* _Given request_:
Extract every line of the rows below that contains the string "gray".

* _Entries provided_:
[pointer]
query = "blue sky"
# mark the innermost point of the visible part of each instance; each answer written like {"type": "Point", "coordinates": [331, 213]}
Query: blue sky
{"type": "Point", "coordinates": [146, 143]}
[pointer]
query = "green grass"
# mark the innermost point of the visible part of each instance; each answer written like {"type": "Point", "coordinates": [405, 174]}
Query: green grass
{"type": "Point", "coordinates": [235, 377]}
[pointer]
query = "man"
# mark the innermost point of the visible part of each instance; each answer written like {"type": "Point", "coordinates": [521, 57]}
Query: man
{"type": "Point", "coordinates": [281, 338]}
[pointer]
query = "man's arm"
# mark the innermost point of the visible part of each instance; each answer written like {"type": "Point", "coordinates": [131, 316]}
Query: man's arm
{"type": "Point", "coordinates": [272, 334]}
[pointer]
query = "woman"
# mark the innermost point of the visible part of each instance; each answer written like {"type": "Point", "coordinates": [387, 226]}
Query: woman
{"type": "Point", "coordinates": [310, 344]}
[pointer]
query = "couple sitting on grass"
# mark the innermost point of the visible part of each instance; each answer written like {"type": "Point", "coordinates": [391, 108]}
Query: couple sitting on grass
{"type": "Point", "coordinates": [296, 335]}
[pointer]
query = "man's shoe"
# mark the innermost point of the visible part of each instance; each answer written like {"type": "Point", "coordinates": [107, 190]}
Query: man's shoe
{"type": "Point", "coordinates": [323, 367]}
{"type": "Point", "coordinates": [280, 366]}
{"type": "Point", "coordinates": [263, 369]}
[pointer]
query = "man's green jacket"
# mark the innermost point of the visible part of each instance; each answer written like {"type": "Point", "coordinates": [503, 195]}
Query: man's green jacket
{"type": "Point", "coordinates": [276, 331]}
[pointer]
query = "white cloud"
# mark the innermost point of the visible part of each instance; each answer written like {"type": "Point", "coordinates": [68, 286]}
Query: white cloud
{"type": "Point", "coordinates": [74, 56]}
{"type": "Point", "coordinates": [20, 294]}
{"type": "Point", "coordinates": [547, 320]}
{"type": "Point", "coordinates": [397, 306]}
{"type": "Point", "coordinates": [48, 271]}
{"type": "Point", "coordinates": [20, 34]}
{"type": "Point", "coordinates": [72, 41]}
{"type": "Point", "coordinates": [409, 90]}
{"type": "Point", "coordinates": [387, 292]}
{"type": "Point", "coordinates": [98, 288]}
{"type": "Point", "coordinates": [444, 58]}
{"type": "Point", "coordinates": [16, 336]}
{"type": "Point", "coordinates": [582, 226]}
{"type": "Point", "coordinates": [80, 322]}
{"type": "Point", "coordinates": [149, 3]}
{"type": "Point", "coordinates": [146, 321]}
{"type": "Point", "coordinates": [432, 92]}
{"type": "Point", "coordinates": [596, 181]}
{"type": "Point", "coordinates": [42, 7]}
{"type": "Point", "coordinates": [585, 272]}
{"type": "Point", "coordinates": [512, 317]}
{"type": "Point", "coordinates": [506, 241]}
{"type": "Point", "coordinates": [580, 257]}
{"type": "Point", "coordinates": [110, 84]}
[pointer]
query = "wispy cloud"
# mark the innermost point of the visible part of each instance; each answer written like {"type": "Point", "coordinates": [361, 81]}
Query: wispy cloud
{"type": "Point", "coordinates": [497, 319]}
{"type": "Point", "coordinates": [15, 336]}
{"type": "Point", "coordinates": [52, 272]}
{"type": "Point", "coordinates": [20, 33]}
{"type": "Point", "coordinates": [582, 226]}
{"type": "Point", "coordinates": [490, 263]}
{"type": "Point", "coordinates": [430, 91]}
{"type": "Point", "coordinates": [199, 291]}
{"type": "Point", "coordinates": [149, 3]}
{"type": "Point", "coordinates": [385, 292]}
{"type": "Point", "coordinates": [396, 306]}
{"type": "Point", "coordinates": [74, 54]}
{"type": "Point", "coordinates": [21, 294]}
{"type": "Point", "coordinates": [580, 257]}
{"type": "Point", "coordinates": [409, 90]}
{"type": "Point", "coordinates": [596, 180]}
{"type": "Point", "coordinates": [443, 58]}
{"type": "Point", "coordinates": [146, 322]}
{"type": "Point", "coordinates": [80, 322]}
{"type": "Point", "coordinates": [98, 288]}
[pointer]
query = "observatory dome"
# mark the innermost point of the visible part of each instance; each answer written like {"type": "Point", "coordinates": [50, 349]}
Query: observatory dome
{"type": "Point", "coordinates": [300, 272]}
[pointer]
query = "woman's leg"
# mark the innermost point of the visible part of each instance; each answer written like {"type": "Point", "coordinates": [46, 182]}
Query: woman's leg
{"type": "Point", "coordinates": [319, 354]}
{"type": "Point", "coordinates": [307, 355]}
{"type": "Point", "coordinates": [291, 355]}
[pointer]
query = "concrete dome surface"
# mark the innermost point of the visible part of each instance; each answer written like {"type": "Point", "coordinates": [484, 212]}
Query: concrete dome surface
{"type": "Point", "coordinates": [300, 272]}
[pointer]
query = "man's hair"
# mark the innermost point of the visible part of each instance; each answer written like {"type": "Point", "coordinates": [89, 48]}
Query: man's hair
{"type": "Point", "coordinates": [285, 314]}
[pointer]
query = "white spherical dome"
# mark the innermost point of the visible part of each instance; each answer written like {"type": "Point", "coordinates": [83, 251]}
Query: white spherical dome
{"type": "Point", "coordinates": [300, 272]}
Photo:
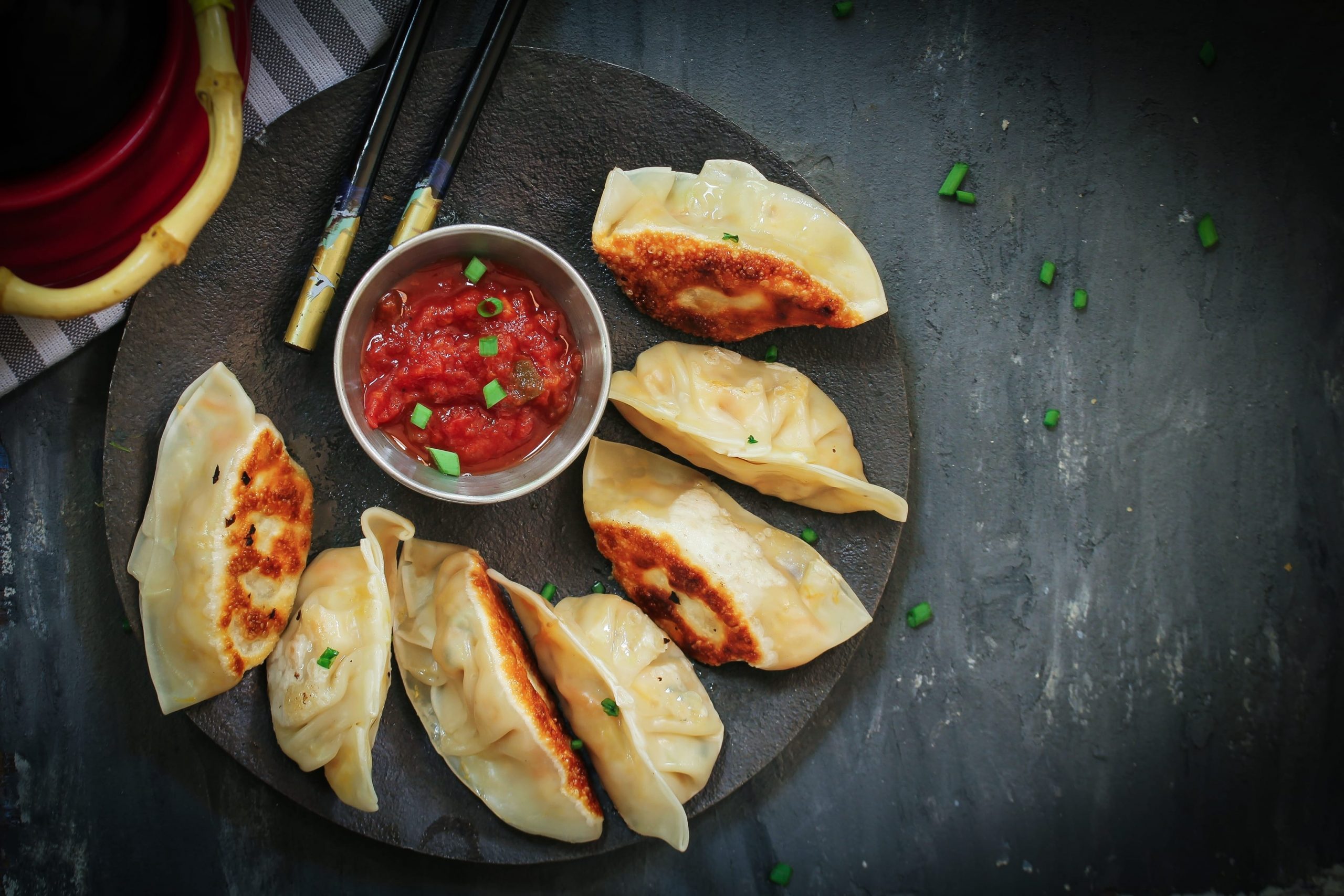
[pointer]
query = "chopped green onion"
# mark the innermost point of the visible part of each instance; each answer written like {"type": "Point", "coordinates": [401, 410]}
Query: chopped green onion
{"type": "Point", "coordinates": [447, 462]}
{"type": "Point", "coordinates": [475, 270]}
{"type": "Point", "coordinates": [1208, 234]}
{"type": "Point", "coordinates": [953, 181]}
{"type": "Point", "coordinates": [918, 614]}
{"type": "Point", "coordinates": [494, 393]}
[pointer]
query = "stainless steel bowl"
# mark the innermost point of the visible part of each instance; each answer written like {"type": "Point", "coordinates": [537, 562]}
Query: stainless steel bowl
{"type": "Point", "coordinates": [560, 280]}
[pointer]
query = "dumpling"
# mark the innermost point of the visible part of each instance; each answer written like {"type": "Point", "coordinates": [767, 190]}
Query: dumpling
{"type": "Point", "coordinates": [328, 678]}
{"type": "Point", "coordinates": [721, 581]}
{"type": "Point", "coordinates": [632, 698]}
{"type": "Point", "coordinates": [222, 544]}
{"type": "Point", "coordinates": [762, 425]}
{"type": "Point", "coordinates": [478, 692]}
{"type": "Point", "coordinates": [728, 254]}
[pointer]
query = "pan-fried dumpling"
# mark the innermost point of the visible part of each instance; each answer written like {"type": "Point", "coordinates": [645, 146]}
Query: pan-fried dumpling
{"type": "Point", "coordinates": [762, 425]}
{"type": "Point", "coordinates": [478, 692]}
{"type": "Point", "coordinates": [721, 581]}
{"type": "Point", "coordinates": [222, 544]}
{"type": "Point", "coordinates": [328, 678]}
{"type": "Point", "coordinates": [632, 698]}
{"type": "Point", "coordinates": [728, 254]}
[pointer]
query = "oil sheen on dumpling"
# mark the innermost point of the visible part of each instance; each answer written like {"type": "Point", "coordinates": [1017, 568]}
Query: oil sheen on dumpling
{"type": "Point", "coordinates": [222, 544]}
{"type": "Point", "coordinates": [656, 739]}
{"type": "Point", "coordinates": [721, 581]}
{"type": "Point", "coordinates": [328, 678]}
{"type": "Point", "coordinates": [759, 424]}
{"type": "Point", "coordinates": [475, 686]}
{"type": "Point", "coordinates": [728, 254]}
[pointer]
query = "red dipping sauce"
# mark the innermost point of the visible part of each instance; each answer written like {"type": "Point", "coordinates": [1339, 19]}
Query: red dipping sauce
{"type": "Point", "coordinates": [424, 345]}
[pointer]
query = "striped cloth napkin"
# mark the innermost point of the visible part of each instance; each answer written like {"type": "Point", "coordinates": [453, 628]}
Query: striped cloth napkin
{"type": "Point", "coordinates": [298, 49]}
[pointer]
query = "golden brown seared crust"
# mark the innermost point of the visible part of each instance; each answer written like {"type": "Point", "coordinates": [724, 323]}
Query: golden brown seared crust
{"type": "Point", "coordinates": [270, 487]}
{"type": "Point", "coordinates": [524, 679]}
{"type": "Point", "coordinates": [635, 553]}
{"type": "Point", "coordinates": [654, 268]}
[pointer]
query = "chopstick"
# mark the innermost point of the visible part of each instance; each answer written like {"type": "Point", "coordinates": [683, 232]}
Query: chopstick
{"type": "Point", "coordinates": [429, 191]}
{"type": "Point", "coordinates": [315, 299]}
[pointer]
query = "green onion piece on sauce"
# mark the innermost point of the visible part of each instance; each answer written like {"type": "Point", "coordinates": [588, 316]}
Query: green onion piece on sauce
{"type": "Point", "coordinates": [953, 181]}
{"type": "Point", "coordinates": [918, 614]}
{"type": "Point", "coordinates": [447, 462]}
{"type": "Point", "coordinates": [494, 393]}
{"type": "Point", "coordinates": [475, 270]}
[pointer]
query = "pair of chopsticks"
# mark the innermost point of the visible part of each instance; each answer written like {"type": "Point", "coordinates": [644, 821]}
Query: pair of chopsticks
{"type": "Point", "coordinates": [323, 279]}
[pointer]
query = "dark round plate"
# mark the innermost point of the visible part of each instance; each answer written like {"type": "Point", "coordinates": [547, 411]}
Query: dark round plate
{"type": "Point", "coordinates": [553, 128]}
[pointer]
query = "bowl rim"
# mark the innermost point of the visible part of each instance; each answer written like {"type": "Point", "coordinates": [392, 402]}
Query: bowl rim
{"type": "Point", "coordinates": [354, 422]}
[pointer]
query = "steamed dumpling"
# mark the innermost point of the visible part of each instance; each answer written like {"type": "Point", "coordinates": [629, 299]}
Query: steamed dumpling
{"type": "Point", "coordinates": [478, 692]}
{"type": "Point", "coordinates": [658, 735]}
{"type": "Point", "coordinates": [328, 678]}
{"type": "Point", "coordinates": [222, 544]}
{"type": "Point", "coordinates": [666, 236]}
{"type": "Point", "coordinates": [762, 425]}
{"type": "Point", "coordinates": [721, 581]}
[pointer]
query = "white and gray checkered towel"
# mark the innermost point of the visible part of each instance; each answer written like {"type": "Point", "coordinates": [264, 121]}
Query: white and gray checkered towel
{"type": "Point", "coordinates": [299, 47]}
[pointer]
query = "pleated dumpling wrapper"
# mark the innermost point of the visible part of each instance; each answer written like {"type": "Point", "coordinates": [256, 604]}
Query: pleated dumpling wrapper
{"type": "Point", "coordinates": [476, 688]}
{"type": "Point", "coordinates": [632, 698]}
{"type": "Point", "coordinates": [722, 582]}
{"type": "Point", "coordinates": [728, 254]}
{"type": "Point", "coordinates": [222, 544]}
{"type": "Point", "coordinates": [328, 678]}
{"type": "Point", "coordinates": [760, 424]}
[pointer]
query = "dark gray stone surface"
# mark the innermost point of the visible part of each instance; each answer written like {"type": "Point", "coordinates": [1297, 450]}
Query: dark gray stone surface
{"type": "Point", "coordinates": [1135, 700]}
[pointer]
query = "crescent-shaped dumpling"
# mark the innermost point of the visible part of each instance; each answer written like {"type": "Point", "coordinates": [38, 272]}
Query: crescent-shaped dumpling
{"type": "Point", "coordinates": [762, 425]}
{"type": "Point", "coordinates": [728, 254]}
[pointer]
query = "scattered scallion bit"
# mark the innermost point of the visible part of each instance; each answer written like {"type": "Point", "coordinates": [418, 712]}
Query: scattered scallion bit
{"type": "Point", "coordinates": [494, 393]}
{"type": "Point", "coordinates": [953, 181]}
{"type": "Point", "coordinates": [447, 462]}
{"type": "Point", "coordinates": [918, 614]}
{"type": "Point", "coordinates": [1208, 233]}
{"type": "Point", "coordinates": [475, 270]}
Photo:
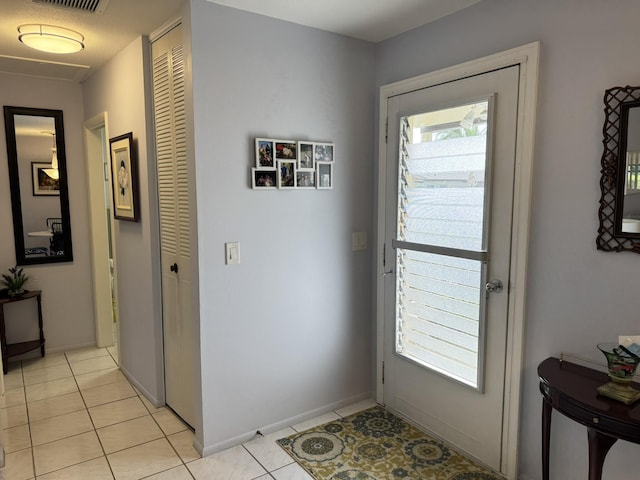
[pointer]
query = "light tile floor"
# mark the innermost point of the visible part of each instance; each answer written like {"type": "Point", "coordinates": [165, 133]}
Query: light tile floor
{"type": "Point", "coordinates": [74, 415]}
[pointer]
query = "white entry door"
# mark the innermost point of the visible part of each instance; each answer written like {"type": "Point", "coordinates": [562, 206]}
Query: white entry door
{"type": "Point", "coordinates": [450, 177]}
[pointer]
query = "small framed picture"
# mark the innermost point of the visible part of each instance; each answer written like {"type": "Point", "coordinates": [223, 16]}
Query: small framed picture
{"type": "Point", "coordinates": [305, 179]}
{"type": "Point", "coordinates": [124, 177]}
{"type": "Point", "coordinates": [264, 153]}
{"type": "Point", "coordinates": [286, 174]}
{"type": "Point", "coordinates": [325, 175]}
{"type": "Point", "coordinates": [44, 179]}
{"type": "Point", "coordinates": [264, 179]}
{"type": "Point", "coordinates": [305, 156]}
{"type": "Point", "coordinates": [286, 150]}
{"type": "Point", "coordinates": [323, 152]}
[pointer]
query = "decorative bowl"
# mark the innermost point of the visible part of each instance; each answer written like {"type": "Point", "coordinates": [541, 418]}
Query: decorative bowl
{"type": "Point", "coordinates": [622, 367]}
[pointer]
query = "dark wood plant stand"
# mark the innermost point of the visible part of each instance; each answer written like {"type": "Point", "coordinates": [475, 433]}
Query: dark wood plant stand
{"type": "Point", "coordinates": [572, 390]}
{"type": "Point", "coordinates": [13, 349]}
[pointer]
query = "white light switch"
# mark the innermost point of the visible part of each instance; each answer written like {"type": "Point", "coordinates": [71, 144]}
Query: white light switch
{"type": "Point", "coordinates": [232, 253]}
{"type": "Point", "coordinates": [358, 241]}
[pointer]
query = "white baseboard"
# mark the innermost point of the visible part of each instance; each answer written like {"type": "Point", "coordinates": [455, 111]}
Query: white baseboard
{"type": "Point", "coordinates": [156, 402]}
{"type": "Point", "coordinates": [274, 427]}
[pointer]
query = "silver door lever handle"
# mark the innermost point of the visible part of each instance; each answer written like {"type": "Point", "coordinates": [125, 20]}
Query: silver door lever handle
{"type": "Point", "coordinates": [494, 286]}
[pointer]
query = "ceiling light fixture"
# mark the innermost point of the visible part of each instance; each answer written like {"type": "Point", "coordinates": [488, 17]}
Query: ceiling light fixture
{"type": "Point", "coordinates": [48, 38]}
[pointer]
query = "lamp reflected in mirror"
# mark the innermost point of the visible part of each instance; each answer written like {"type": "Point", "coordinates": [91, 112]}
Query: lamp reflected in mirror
{"type": "Point", "coordinates": [619, 211]}
{"type": "Point", "coordinates": [630, 173]}
{"type": "Point", "coordinates": [38, 181]}
{"type": "Point", "coordinates": [53, 172]}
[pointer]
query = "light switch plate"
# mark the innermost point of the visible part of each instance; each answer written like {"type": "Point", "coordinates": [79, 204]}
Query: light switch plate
{"type": "Point", "coordinates": [232, 253]}
{"type": "Point", "coordinates": [358, 241]}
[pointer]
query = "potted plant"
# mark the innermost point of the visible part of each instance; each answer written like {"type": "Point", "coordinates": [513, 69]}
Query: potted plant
{"type": "Point", "coordinates": [14, 282]}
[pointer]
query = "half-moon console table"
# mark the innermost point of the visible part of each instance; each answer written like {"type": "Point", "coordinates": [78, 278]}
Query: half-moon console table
{"type": "Point", "coordinates": [14, 349]}
{"type": "Point", "coordinates": [571, 389]}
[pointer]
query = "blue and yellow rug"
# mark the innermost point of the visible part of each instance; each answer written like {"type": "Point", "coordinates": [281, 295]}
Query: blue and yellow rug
{"type": "Point", "coordinates": [376, 445]}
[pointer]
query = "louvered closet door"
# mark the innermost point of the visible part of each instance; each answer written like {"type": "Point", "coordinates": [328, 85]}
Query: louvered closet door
{"type": "Point", "coordinates": [173, 193]}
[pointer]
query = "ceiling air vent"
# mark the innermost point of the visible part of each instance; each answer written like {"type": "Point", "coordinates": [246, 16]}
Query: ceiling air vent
{"type": "Point", "coordinates": [87, 6]}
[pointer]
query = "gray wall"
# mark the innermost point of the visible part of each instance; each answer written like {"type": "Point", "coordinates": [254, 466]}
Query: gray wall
{"type": "Point", "coordinates": [288, 331]}
{"type": "Point", "coordinates": [125, 100]}
{"type": "Point", "coordinates": [67, 299]}
{"type": "Point", "coordinates": [577, 296]}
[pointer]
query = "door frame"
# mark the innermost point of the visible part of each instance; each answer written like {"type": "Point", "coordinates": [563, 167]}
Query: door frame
{"type": "Point", "coordinates": [102, 292]}
{"type": "Point", "coordinates": [527, 57]}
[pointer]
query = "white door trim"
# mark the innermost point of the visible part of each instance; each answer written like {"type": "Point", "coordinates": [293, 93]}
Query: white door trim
{"type": "Point", "coordinates": [527, 57]}
{"type": "Point", "coordinates": [103, 306]}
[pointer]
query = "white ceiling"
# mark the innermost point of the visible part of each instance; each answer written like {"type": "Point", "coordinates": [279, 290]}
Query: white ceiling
{"type": "Point", "coordinates": [372, 20]}
{"type": "Point", "coordinates": [124, 20]}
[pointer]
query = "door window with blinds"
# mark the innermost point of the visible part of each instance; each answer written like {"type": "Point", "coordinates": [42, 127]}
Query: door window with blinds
{"type": "Point", "coordinates": [441, 240]}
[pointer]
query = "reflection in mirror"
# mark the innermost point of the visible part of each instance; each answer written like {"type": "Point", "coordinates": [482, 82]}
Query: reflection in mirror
{"type": "Point", "coordinates": [630, 171]}
{"type": "Point", "coordinates": [39, 195]}
{"type": "Point", "coordinates": [619, 211]}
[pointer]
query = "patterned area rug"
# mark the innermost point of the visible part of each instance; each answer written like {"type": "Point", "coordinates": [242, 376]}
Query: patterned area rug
{"type": "Point", "coordinates": [376, 445]}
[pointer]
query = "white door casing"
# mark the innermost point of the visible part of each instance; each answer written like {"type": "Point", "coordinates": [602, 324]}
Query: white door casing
{"type": "Point", "coordinates": [526, 58]}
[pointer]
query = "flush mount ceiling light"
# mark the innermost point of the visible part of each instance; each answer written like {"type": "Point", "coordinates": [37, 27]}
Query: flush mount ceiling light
{"type": "Point", "coordinates": [48, 38]}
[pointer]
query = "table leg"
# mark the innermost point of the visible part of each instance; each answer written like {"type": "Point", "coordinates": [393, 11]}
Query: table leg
{"type": "Point", "coordinates": [40, 325]}
{"type": "Point", "coordinates": [3, 342]}
{"type": "Point", "coordinates": [546, 437]}
{"type": "Point", "coordinates": [599, 445]}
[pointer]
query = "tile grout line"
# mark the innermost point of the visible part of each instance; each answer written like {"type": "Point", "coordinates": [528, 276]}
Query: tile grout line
{"type": "Point", "coordinates": [95, 430]}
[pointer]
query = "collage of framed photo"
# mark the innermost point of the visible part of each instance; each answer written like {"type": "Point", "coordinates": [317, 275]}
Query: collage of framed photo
{"type": "Point", "coordinates": [291, 164]}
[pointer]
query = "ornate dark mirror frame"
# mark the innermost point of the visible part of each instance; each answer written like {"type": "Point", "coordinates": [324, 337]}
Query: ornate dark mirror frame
{"type": "Point", "coordinates": [14, 178]}
{"type": "Point", "coordinates": [617, 101]}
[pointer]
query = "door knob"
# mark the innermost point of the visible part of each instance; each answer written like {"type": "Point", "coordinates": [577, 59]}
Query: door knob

* _The response_:
query = "white and gray checkered towel"
Query: white and gray checkered towel
query = "dark gray stone surface"
Query: dark gray stone surface
query = "gray wall"
Query: gray wall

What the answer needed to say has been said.